▸ PROBLEM REQUIREMENTS: Rewrite the entries from the line containing "#detect bird's head" through the line containing "top-left (122, 123), bottom-right (165, 143)", substituting "objects" for "instances" and keeping everything else identical. Return only those lines.
+===+
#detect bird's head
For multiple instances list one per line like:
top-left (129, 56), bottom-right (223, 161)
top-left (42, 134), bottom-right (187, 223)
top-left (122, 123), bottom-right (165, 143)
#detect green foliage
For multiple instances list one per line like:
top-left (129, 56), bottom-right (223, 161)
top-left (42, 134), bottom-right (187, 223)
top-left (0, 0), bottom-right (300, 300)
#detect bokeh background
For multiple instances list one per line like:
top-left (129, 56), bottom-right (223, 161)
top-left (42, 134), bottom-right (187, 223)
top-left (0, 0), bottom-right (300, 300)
+===+
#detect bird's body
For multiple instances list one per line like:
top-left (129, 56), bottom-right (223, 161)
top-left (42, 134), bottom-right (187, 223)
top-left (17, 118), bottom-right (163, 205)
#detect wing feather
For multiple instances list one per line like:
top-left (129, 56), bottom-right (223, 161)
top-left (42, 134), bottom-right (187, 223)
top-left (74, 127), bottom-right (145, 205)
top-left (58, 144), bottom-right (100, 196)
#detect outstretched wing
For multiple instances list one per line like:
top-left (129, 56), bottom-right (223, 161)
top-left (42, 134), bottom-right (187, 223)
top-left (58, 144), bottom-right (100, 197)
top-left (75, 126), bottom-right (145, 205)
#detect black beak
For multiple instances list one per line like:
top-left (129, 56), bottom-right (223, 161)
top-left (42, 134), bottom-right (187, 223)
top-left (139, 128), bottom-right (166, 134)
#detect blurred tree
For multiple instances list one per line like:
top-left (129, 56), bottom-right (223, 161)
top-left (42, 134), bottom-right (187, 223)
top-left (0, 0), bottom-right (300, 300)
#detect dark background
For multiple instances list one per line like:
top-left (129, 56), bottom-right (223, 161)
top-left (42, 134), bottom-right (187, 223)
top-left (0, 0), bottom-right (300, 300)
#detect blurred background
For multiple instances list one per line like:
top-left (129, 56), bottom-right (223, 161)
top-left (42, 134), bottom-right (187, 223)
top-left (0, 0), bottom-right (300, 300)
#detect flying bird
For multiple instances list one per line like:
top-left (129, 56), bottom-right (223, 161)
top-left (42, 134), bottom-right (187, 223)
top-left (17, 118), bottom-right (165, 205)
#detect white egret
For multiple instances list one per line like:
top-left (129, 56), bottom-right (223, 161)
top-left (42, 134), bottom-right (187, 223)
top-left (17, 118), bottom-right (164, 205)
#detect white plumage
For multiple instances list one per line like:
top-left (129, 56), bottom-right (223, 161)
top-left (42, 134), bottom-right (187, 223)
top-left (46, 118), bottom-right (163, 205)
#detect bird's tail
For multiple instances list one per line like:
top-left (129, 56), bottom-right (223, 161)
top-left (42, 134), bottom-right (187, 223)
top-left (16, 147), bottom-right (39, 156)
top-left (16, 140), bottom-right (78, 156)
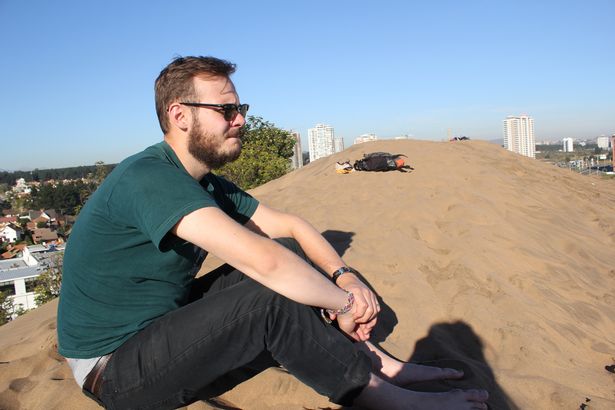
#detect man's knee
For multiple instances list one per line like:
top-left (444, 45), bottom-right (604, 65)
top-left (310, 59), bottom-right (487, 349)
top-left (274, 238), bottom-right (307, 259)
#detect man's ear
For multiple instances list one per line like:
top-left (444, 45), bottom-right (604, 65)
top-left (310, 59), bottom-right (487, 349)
+===+
▸ WRITTEN RESPONSE:
#detect bird's head
For multiple objects list one per line like:
top-left (129, 56), bottom-right (223, 161)
top-left (42, 134), bottom-right (187, 223)
top-left (122, 123), bottom-right (165, 143)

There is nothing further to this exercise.